-------- Vorliegender Auszug

Das Paradies ist die Obstbaukolonie Eden am Rande Oranienburgs. 18 Vegetarier gründeten 1893 im Berliner Speisehaus Ceres die Eden-Genossenschaft. Ihr Ziel: "Unter Gleichgesinnten wohnen, den eigenen Bedarf an Obst und Gemüse in bester Qualität selbst anbauen, die Kinder recht gesund und frei aufziehen können und solchen Vegetariern, die mit ihrem vielleicht naturwidrigen, schädlichen Beruf unzufrieden waren, sowie auch ganz unbemittelten Gesinnungsgenossen eine Daseinsmöglichkeit auf naturgemäßer Grundlage schaffen."

Rainer Gödde ist in Eden geboren. Seine Großmutter, die Wiener Schauspielerin Anna Rubner, war in den 1920er-Jahren hierhin gekommen. Ihre Karriere als aufstrebender, aber auch aufmüpfiger Star der Berliner Bühnen war nach einer Vortragsreise plötzlich zu Ende. Sie gründete ein Geschäft für Reformkleidung und zog dann nach Eden, wo sie aus der bestehenden Theatergruppe ein beachtetes Laienensemble machte.

----------------
-------- Vorliegendes Material

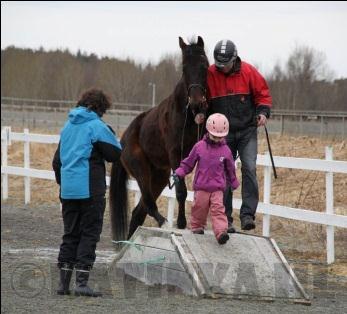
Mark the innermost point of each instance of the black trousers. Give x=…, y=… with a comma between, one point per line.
x=83, y=221
x=246, y=144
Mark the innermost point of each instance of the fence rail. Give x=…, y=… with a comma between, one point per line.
x=329, y=166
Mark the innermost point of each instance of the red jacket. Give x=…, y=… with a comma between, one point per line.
x=240, y=95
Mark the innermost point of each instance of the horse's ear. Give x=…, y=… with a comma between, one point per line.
x=200, y=42
x=182, y=43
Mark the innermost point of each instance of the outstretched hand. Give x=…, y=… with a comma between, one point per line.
x=175, y=178
x=261, y=120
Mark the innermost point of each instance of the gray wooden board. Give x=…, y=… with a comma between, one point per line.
x=245, y=265
x=152, y=259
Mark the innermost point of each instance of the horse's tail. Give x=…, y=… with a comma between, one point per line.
x=119, y=202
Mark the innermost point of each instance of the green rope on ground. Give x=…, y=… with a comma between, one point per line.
x=154, y=260
x=131, y=243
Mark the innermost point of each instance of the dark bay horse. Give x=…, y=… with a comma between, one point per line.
x=156, y=141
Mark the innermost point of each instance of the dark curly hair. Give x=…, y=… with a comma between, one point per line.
x=95, y=100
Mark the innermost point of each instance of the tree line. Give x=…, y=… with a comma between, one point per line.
x=304, y=82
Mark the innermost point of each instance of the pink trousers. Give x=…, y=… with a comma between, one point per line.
x=203, y=202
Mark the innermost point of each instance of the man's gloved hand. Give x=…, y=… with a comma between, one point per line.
x=261, y=119
x=114, y=133
x=176, y=178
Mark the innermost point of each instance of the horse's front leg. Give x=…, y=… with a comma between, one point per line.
x=181, y=196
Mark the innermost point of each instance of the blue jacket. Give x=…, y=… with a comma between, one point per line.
x=79, y=162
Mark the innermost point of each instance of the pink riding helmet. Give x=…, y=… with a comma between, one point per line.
x=217, y=125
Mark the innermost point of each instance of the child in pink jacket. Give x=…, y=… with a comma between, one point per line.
x=215, y=168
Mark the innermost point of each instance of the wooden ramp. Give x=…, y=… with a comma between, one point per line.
x=247, y=266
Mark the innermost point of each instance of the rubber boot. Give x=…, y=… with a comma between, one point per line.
x=82, y=288
x=65, y=278
x=247, y=223
x=231, y=228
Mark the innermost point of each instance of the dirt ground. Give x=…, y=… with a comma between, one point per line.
x=30, y=238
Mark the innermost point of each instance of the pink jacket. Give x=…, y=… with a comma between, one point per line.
x=215, y=169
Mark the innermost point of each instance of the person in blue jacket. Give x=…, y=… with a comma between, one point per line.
x=86, y=142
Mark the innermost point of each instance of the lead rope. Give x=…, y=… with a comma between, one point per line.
x=182, y=140
x=184, y=127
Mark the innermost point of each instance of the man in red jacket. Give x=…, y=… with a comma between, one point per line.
x=237, y=90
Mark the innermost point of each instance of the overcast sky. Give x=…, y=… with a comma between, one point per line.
x=264, y=32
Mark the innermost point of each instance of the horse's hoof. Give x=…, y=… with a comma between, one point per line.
x=161, y=221
x=165, y=225
x=181, y=223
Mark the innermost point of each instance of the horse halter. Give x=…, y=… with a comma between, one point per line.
x=194, y=86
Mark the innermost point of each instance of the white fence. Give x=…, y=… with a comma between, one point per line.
x=329, y=166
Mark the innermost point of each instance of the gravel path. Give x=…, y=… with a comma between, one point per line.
x=30, y=239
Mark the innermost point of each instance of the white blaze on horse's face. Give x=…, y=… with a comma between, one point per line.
x=195, y=66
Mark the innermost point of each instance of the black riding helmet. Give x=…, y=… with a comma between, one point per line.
x=225, y=53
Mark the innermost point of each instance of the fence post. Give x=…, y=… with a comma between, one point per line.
x=329, y=187
x=137, y=197
x=267, y=193
x=26, y=165
x=171, y=211
x=6, y=131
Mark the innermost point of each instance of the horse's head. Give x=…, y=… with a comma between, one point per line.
x=195, y=65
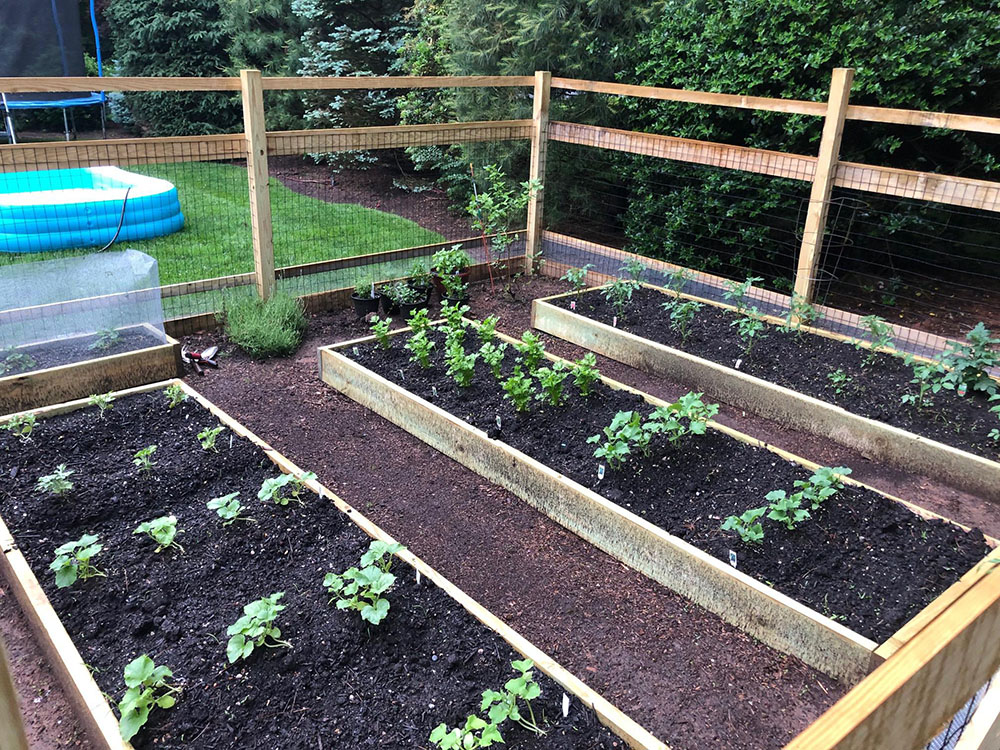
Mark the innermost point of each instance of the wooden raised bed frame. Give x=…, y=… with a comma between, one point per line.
x=774, y=618
x=95, y=713
x=56, y=385
x=877, y=440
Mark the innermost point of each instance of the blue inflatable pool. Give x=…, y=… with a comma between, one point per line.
x=58, y=209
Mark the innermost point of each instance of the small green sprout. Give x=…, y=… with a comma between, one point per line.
x=747, y=525
x=73, y=561
x=146, y=688
x=256, y=628
x=361, y=589
x=208, y=436
x=175, y=394
x=163, y=531
x=104, y=402
x=56, y=483
x=144, y=459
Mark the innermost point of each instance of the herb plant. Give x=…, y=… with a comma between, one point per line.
x=56, y=483
x=73, y=561
x=143, y=459
x=21, y=426
x=747, y=525
x=361, y=589
x=146, y=688
x=163, y=531
x=256, y=628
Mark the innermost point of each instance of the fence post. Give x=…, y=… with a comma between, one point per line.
x=260, y=194
x=819, y=196
x=539, y=147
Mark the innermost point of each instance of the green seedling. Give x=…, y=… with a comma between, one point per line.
x=380, y=329
x=747, y=525
x=208, y=436
x=73, y=561
x=228, y=508
x=21, y=426
x=175, y=395
x=163, y=531
x=104, y=402
x=786, y=508
x=493, y=355
x=256, y=628
x=146, y=688
x=585, y=373
x=57, y=483
x=519, y=389
x=362, y=589
x=143, y=459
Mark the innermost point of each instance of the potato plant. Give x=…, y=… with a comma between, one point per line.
x=146, y=688
x=361, y=589
x=256, y=628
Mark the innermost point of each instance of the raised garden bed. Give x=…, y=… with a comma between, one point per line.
x=60, y=370
x=662, y=514
x=787, y=378
x=342, y=682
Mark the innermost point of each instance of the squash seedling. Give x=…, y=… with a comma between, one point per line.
x=57, y=483
x=361, y=589
x=146, y=688
x=73, y=561
x=256, y=628
x=163, y=531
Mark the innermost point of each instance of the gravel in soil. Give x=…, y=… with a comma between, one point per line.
x=76, y=349
x=852, y=561
x=343, y=683
x=803, y=362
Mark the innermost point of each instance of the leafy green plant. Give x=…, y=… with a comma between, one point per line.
x=577, y=277
x=21, y=425
x=749, y=328
x=105, y=338
x=531, y=349
x=56, y=483
x=175, y=394
x=73, y=561
x=146, y=688
x=143, y=459
x=619, y=294
x=747, y=525
x=585, y=373
x=551, y=380
x=264, y=329
x=519, y=389
x=163, y=531
x=786, y=509
x=493, y=354
x=682, y=315
x=208, y=436
x=380, y=328
x=362, y=589
x=420, y=346
x=256, y=628
x=104, y=402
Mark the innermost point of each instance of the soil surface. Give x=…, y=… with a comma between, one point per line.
x=874, y=383
x=76, y=349
x=342, y=682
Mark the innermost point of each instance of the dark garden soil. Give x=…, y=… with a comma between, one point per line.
x=76, y=349
x=342, y=684
x=803, y=363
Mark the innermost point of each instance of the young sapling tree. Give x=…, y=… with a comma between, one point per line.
x=73, y=561
x=256, y=628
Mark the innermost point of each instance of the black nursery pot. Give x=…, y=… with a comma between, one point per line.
x=365, y=305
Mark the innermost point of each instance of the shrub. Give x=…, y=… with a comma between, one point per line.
x=264, y=329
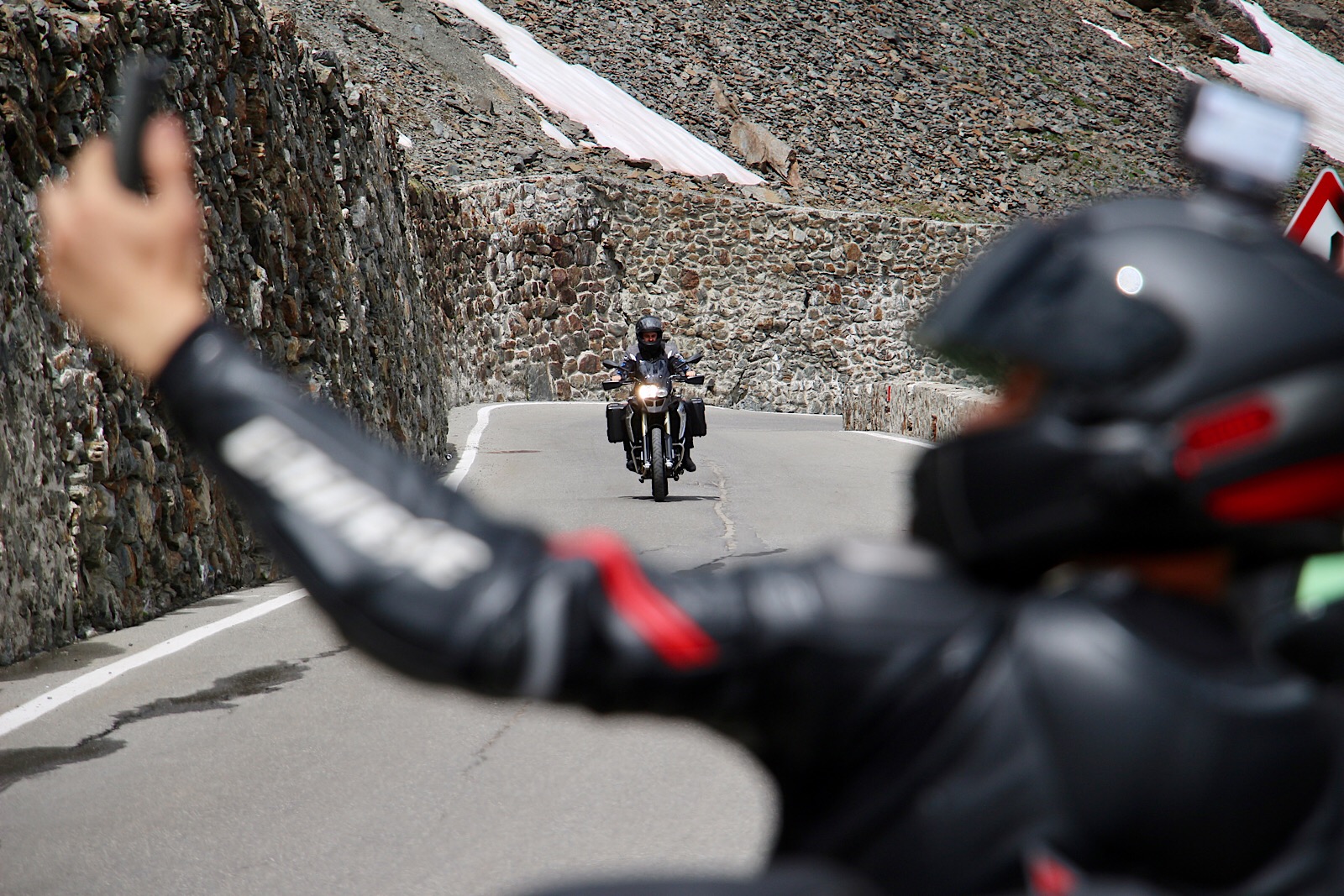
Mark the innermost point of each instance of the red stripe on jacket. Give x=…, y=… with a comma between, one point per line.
x=662, y=624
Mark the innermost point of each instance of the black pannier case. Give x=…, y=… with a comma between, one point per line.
x=616, y=422
x=696, y=414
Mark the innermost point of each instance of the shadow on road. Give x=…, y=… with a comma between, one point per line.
x=676, y=497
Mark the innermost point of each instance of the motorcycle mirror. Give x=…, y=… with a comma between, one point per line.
x=143, y=80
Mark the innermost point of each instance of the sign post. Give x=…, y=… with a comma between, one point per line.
x=1317, y=224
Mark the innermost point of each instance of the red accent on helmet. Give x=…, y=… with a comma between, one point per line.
x=1229, y=429
x=1308, y=490
x=660, y=622
x=1052, y=878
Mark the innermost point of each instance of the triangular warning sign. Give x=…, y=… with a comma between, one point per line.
x=1317, y=224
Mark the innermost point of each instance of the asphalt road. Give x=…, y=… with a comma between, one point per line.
x=269, y=757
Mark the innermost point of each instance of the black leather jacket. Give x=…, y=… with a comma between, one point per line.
x=927, y=732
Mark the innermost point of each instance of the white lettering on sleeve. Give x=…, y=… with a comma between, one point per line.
x=309, y=481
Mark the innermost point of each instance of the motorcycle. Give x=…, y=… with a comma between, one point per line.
x=651, y=422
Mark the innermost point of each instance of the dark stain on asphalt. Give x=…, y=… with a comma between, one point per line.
x=214, y=602
x=60, y=660
x=17, y=765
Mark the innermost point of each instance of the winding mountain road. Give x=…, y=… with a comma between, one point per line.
x=215, y=752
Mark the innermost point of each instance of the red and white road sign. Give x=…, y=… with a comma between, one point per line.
x=1317, y=224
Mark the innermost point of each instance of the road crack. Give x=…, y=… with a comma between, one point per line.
x=730, y=530
x=483, y=752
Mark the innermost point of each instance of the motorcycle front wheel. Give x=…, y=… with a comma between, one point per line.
x=659, y=470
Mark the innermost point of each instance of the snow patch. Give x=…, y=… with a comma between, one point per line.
x=1108, y=33
x=1294, y=73
x=615, y=117
x=549, y=128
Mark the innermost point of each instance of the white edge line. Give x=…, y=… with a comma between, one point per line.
x=474, y=443
x=39, y=707
x=895, y=438
x=474, y=438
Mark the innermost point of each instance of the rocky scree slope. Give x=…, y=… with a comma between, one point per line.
x=961, y=109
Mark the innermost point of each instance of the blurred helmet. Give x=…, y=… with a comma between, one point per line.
x=648, y=333
x=1194, y=392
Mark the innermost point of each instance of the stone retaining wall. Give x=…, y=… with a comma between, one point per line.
x=792, y=307
x=389, y=297
x=104, y=521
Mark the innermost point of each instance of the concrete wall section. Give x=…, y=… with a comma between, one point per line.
x=792, y=307
x=931, y=411
x=104, y=520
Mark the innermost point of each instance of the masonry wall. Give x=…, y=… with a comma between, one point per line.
x=104, y=520
x=389, y=297
x=792, y=307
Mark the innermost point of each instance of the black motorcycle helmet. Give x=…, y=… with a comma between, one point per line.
x=648, y=335
x=1194, y=392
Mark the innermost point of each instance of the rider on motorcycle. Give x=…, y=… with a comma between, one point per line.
x=651, y=345
x=944, y=719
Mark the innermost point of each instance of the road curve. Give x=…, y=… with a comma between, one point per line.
x=270, y=758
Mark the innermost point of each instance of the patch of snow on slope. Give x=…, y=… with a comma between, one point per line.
x=615, y=117
x=1109, y=33
x=1294, y=73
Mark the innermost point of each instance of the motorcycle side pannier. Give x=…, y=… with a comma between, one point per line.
x=696, y=414
x=616, y=422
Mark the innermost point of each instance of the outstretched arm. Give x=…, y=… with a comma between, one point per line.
x=410, y=570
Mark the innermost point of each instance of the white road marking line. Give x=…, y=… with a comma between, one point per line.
x=84, y=684
x=474, y=443
x=895, y=438
x=474, y=438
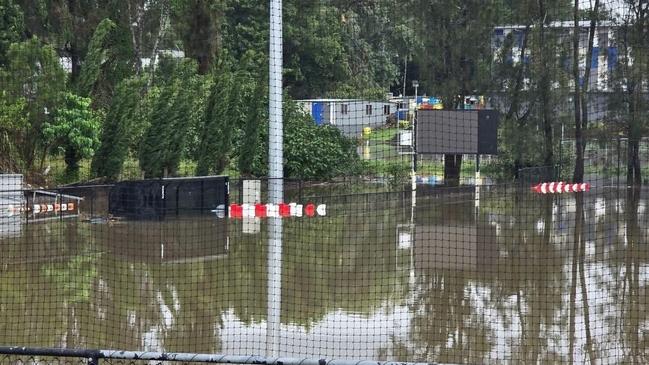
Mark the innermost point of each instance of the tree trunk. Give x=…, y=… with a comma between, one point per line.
x=452, y=168
x=578, y=174
x=545, y=86
x=581, y=125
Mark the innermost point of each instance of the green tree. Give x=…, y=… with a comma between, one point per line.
x=163, y=143
x=256, y=116
x=198, y=23
x=107, y=62
x=13, y=121
x=12, y=27
x=310, y=152
x=33, y=74
x=74, y=129
x=125, y=116
x=629, y=101
x=217, y=124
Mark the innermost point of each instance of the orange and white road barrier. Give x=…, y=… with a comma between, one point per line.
x=560, y=187
x=282, y=210
x=41, y=208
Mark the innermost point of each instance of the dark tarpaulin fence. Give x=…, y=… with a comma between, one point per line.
x=413, y=225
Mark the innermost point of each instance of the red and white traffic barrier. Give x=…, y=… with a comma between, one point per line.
x=282, y=210
x=41, y=208
x=560, y=187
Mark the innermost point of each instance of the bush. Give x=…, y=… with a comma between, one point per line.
x=311, y=152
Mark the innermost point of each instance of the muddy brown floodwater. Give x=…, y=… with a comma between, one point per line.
x=522, y=279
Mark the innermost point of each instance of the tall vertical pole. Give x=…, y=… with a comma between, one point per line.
x=276, y=175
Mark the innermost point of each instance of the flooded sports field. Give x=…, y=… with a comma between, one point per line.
x=502, y=275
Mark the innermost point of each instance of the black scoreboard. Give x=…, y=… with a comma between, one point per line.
x=457, y=132
x=161, y=198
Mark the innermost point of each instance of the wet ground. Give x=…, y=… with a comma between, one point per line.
x=517, y=278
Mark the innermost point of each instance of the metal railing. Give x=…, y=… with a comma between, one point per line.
x=27, y=355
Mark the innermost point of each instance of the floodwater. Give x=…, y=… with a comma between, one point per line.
x=522, y=278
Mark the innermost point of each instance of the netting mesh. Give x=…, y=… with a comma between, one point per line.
x=420, y=181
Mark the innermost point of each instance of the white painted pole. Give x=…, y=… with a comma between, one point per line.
x=276, y=175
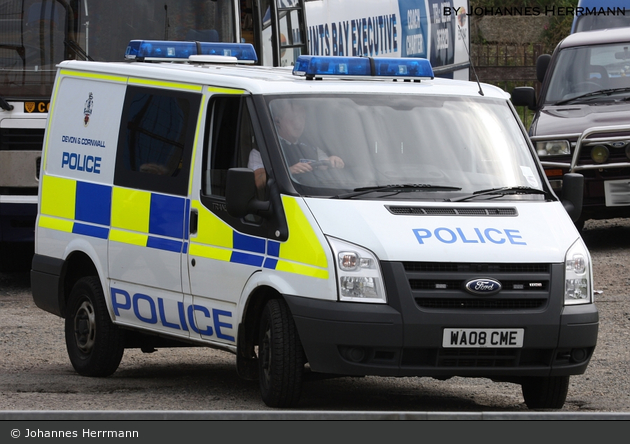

----------------

## Arbeitsaufträge
a – Übertrage aus der Auflistung unverändert die Zeilen, beginnend mit der Zeile mit "Mark the innermost point of each instance of the gravel in" bis einschließlich der Zeile mit "x=803, y=362".
b – Führe den Auszug über die Obstbaukolonie Eden im Anschluss an seinen letzten Satz fort.
Die Auflistung hat mit dem Auszug über die Obstbaukolonie Eden nichts zu tun.

## Antworten
a –
Mark the innermost point of each instance of the gravel in soil. Give x=…, y=… with a comma between, one point per line.
x=76, y=349
x=852, y=561
x=343, y=683
x=803, y=362

b –
Gödde ist ein wandelndes Lexikon zur Geschichte der Kolonie. Er erzählt, wie vor einigen Jahren beinahe 26 laufende Meter Akten aus dem Genossenschaftsbüro entsorgt worden wären. Und dass zur Zeit der Weltwirtschaftskrise die Vorstände alle auf zehn Prozent ihres Gehalts verzichteten, um arbeitslosen Edenern durch die Anlage eines Bootshafens am Oranienburger Kanal über die Runden zu helfen.

Seine Familie zog noch in seiner Kindheit fort in die Oranienburger Neustadt. Erst kurz vor der Wende, lange nach dem Tod der Großmutter, kam er nach Eden zurück und lebt heute in ihrer einstigen Probe- und Studiobühne. Aus seiner Sicht hat die lange Abwesenheit seine Augen für die Besonderheiten von Eden geöffnet.

Eden war einmal großes Vorbild

Eden ist eine frühe Reformsiedlung, ein Vorbild für andere bis hin zum Mekka der Reformer, dem Monte Veritá bei Ascona. Als 1902 das anderweitig wegweisende Buch "Garden Cities of Tomorrow" von Ebenezer Howard erschien, gab es Eden bereits seit neun Jahren.

In Oranienburg, 30 Kilometer nördlich von Berlin, aber damals schon an die S-Bahn angeschlossen, hatten die Reformer ein Grundstück gefunden: 37 Hektar Schafweide, der Besitzer war mit einer zehnprozentigen Anzahlung zufrieden. Jeder Siedler sollte vom Ertrag seines Grundstücks leben können, nach neuesten ernährungswissenschaftlichen Erkenntnissen.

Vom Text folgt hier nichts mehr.